## Provided records:

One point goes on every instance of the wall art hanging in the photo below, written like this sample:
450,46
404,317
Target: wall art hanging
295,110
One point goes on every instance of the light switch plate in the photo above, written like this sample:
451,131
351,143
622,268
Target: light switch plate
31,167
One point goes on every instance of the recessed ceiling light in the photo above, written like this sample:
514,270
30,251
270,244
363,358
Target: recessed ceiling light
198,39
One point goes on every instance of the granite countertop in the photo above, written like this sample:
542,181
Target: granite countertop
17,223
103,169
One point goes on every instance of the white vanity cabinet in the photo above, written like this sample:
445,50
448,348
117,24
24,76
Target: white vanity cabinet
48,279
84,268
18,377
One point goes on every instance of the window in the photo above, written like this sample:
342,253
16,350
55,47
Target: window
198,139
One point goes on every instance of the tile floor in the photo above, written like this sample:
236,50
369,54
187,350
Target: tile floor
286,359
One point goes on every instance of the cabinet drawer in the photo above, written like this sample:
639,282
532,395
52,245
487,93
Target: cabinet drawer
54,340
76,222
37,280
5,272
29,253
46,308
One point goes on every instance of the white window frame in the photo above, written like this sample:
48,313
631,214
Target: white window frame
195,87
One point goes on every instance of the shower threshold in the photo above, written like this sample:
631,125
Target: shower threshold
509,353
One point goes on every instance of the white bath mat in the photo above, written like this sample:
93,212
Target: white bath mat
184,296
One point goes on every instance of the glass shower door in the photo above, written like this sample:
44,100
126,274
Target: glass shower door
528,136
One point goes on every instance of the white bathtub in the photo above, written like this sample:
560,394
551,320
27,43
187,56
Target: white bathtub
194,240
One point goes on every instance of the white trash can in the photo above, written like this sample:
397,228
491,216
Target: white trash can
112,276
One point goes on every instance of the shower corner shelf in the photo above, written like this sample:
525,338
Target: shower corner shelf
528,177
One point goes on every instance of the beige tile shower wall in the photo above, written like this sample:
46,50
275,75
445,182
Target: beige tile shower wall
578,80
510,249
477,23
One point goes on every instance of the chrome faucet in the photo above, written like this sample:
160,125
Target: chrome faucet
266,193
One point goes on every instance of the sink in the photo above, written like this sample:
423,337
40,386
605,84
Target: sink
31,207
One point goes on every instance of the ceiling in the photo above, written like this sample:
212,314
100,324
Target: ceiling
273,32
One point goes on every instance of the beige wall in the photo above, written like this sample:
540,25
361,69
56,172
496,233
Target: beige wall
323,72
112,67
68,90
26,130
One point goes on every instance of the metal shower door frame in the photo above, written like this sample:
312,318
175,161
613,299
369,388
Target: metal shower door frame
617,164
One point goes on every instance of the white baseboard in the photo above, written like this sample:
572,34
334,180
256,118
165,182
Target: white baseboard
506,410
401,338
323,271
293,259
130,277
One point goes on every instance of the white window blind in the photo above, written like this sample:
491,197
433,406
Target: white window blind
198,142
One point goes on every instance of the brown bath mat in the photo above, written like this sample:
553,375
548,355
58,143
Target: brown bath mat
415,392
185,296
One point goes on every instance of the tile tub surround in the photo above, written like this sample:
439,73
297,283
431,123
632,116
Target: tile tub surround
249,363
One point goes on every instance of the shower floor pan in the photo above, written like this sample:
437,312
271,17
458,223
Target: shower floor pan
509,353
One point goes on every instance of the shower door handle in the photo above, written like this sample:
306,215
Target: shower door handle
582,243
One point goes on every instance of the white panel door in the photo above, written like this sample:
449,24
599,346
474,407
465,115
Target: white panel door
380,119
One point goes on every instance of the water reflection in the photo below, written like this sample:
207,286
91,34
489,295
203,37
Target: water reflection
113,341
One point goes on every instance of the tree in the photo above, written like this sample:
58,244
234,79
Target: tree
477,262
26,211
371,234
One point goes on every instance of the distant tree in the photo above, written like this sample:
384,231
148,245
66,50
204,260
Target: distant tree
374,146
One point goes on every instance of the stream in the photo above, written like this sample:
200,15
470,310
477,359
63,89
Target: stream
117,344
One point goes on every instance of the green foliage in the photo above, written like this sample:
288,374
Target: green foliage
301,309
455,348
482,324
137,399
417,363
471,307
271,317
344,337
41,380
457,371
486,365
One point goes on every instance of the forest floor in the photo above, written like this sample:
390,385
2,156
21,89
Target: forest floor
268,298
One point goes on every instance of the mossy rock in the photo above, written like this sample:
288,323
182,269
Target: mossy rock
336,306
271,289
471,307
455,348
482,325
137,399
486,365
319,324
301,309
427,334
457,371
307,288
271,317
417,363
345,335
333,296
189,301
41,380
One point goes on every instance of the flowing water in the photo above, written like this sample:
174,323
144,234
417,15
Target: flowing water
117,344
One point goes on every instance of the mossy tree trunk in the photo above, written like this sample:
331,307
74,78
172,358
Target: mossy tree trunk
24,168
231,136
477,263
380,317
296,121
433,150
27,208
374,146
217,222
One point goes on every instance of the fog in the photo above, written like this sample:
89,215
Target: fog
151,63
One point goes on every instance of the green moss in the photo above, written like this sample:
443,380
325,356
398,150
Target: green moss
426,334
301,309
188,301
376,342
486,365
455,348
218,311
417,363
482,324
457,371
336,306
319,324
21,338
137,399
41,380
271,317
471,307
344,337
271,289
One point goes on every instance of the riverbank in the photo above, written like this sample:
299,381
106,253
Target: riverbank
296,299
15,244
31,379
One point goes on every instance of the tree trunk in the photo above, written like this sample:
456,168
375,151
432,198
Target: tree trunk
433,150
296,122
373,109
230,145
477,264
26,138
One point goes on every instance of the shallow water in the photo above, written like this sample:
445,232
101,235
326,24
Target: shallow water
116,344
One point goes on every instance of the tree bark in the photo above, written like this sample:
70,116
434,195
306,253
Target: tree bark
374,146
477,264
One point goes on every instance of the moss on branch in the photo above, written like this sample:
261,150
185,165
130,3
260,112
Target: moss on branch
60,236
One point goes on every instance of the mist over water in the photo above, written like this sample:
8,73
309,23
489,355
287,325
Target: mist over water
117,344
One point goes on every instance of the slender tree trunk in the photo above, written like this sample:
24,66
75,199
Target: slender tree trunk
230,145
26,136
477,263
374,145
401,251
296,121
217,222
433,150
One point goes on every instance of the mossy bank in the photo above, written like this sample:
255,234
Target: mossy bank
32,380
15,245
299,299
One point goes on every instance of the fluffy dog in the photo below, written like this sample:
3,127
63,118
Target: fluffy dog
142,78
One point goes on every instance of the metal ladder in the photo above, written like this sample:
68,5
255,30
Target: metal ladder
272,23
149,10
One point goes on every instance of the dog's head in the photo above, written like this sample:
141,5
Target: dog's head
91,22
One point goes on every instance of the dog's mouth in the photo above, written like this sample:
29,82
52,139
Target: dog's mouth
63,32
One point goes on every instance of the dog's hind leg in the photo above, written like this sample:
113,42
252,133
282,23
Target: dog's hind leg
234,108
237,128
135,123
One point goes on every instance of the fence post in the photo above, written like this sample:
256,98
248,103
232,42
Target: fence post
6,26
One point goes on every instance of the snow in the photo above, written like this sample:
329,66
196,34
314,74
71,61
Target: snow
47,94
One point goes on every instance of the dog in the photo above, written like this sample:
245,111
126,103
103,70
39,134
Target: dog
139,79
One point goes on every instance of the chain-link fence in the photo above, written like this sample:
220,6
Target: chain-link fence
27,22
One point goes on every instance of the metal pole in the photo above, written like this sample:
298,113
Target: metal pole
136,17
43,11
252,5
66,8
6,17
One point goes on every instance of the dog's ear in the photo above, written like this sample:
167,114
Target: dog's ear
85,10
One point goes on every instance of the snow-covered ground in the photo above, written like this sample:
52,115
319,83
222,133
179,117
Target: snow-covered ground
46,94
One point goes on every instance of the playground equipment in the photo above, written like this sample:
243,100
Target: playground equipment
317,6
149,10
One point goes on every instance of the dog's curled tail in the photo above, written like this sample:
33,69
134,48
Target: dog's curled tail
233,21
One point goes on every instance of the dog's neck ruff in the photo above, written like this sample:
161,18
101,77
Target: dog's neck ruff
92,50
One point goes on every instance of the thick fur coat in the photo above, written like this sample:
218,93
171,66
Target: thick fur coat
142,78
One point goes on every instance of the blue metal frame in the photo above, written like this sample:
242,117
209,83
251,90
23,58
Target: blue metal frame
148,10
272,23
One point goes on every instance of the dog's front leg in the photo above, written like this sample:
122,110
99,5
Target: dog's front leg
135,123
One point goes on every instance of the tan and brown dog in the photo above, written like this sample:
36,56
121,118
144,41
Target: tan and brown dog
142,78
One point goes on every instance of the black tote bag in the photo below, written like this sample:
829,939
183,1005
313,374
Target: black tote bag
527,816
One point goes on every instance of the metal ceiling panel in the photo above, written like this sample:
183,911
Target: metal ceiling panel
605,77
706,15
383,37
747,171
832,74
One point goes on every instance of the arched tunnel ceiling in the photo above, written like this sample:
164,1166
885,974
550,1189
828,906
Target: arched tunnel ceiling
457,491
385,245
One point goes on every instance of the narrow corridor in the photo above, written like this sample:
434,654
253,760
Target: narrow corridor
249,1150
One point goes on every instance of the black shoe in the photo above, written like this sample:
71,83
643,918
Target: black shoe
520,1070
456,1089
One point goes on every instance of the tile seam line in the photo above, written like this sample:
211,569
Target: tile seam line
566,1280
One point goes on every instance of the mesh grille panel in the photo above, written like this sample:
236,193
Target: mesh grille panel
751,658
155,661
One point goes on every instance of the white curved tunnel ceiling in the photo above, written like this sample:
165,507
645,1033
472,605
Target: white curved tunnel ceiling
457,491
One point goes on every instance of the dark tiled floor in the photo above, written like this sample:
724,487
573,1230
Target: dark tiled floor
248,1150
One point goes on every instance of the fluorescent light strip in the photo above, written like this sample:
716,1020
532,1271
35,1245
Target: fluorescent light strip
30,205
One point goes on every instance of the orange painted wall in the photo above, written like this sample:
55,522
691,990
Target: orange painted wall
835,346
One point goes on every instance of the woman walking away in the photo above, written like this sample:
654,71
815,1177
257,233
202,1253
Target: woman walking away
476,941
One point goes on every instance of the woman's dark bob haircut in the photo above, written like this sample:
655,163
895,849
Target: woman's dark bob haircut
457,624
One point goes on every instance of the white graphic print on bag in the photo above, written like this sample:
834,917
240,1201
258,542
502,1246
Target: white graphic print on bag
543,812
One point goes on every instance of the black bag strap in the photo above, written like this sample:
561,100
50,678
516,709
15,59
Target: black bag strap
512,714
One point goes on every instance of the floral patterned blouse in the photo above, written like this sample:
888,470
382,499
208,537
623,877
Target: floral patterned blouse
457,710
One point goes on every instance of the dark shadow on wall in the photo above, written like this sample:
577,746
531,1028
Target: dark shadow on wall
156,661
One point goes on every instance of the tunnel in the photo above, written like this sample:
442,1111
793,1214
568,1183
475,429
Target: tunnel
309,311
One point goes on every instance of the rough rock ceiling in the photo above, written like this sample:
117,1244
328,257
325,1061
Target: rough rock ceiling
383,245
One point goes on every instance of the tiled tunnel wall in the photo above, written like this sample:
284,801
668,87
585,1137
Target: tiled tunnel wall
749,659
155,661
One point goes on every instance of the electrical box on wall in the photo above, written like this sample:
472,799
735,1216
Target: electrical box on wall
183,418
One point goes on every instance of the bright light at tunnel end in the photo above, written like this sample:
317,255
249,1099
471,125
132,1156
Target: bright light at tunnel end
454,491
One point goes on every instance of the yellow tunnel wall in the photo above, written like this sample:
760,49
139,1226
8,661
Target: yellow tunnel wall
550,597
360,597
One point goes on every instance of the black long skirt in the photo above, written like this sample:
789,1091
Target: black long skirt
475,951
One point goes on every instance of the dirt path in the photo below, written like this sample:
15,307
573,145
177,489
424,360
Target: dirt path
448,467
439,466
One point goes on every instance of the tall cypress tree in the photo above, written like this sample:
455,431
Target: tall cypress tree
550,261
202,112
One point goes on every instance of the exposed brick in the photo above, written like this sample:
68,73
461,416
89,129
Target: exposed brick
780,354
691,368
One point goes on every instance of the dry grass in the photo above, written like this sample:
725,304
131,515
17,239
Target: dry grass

## Task brief:
Retype only the lines running from the line with "One point goes on every instance of the floral" to the end of the listing, including both of those lines.

## Answer below:
One point goes on every instance of the floral patterned blouse in the photo above, written like this sample:
888,470
382,499
208,537
623,877
Target: floral patterned blouse
457,710
One point goes on every instance of the dark shadow on wall in the photo above, written like this sample:
577,746
531,1028
Target: dark shadow on wall
156,661
One point goes on every instance of the tunnel in the photo above, written like this sample:
442,1111
793,1214
568,1183
475,429
Target: tunnel
309,311
One point goes on every instance of the rough rock ceiling in the photo above, written like this sample:
117,1244
328,257
325,1061
Target: rough rock ceiling
383,245
One point goes on every instance of the tiled tunnel wall in the photo above, written like this sample:
284,801
668,87
585,1137
Target: tiled tunnel wall
749,659
155,661
One point goes on every instance of the electrical box on wall in the photo above, written like this sample:
472,799
735,1216
Target: electrical box on wall
183,418
One point goes on every instance of the bright light at tunnel end in the photo above, written like this sample:
317,255
249,1099
471,125
132,1156
Target: bright light at tunnel end
454,491
One point goes on every instance of the yellow tunnel wall in the photo above, written like this sample:
760,49
139,1226
8,661
Target: yellow tunnel wall
550,597
360,597
One point goes on every instance of the black long skirt in the photo above, written like this sample:
789,1091
Target: black long skirt
475,951
One point goes on every instance of the dirt path in the photo below, written like this sample:
15,307
573,145
177,489
424,360
Target: dirt path
448,467
439,466
One point goes on every instance of the tall cypress tree in the photo above, written like this sample:
455,431
Target: tall cypress tree
550,261
202,112
One point goes on every instance of the exposed brick in the photo above, written like this sample:
68,73
461,416
89,129
Target: exposed brick
780,354
691,368
One point goes on every instance of the dry grass in the photo above, written like this sample:
725,304
131,515
17,239
Target: dry grass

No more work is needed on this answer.